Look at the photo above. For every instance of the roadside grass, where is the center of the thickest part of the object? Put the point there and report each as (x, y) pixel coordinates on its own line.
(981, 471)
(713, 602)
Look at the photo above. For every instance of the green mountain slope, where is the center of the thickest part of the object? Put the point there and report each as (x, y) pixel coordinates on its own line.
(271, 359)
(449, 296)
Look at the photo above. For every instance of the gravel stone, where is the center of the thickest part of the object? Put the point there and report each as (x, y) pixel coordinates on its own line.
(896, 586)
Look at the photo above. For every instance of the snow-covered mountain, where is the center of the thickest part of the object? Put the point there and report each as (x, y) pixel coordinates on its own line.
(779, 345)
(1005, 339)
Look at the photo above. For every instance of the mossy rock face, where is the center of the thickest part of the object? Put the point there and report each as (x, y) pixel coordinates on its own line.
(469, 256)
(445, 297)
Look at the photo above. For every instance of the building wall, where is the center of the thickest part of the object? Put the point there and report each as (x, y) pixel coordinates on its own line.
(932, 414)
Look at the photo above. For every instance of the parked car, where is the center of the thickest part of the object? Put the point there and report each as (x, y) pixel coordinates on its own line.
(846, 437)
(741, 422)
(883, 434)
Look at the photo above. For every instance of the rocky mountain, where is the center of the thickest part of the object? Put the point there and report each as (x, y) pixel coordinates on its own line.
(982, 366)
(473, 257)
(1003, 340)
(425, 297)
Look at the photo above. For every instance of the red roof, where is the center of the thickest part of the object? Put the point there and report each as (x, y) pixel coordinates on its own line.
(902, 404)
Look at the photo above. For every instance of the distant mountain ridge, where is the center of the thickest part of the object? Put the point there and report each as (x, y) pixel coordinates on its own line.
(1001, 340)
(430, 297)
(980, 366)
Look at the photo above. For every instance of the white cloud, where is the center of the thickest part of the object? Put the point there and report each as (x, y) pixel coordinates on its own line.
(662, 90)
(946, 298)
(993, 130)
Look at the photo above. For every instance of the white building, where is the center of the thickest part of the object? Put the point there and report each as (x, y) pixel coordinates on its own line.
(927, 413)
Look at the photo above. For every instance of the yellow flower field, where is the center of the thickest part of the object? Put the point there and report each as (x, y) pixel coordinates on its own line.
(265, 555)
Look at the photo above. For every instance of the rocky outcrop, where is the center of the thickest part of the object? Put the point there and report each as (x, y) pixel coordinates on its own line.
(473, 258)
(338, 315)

**YOUR OBJECTIVE**
Set down the line holding "Look at the photo above. For every instance of the yellow" and all later lines through the last one in the material above, exactly, and no other lines.

**RESPONSE TO THIS TASK**
Look at the photo above. For every instance of the yellow flower field, where is the center of the thickest part of the object? Put the point there and report each as (x, y) pixel coordinates on its own line.
(265, 555)
Look at the photo above. For every instance of the rocky outcrop, where is the center of the thickest part of the object? Put the point there and report each as (x, y) pixel coordinates on its own line.
(473, 258)
(338, 315)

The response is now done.